→ **Instruction**:
Give the part of the rows below that opens with their first line and closes with the line containing "point(60, 40)", both ends included, as a numbered list with blank lines left out. Leave the pictures out of the list.

→ **Rows for pointing at objects in photos**:
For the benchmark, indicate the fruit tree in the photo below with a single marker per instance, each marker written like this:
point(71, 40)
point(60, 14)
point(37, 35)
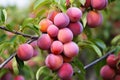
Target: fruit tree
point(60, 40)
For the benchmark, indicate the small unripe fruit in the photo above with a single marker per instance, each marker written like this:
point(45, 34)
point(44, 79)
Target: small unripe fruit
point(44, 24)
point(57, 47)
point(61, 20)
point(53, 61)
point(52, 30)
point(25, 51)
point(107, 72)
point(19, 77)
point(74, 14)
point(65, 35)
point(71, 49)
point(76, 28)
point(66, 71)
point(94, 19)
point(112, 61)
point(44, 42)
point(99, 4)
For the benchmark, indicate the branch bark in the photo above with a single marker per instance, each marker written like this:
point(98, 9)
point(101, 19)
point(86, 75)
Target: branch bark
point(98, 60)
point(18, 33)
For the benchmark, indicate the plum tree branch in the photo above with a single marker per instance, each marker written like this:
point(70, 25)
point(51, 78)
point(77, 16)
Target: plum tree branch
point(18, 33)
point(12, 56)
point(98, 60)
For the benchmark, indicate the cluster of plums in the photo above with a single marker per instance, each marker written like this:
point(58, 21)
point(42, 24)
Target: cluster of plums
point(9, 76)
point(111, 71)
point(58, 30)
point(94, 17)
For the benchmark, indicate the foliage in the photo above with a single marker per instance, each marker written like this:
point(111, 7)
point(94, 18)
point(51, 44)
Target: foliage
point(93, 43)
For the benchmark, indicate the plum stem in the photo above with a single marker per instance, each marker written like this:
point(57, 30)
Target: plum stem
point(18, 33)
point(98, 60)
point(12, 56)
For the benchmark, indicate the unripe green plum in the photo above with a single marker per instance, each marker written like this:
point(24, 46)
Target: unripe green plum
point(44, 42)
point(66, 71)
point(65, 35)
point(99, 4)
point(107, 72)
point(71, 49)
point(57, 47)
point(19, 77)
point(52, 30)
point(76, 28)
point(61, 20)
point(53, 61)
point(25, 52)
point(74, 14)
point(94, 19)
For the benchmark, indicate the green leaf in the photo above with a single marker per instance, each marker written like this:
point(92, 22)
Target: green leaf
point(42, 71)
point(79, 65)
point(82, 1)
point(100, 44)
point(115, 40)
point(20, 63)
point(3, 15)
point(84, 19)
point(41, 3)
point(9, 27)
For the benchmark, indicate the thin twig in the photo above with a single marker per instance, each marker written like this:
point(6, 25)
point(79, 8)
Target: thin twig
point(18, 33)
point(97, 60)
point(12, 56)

→ **Complete answer**:
1. For the benchmark, indicate the fruit tree in the photo below with a single marker per instance, each marker written like this:
2. point(71, 40)
3. point(60, 14)
4. point(37, 35)
5. Target: fruit tree
6. point(60, 40)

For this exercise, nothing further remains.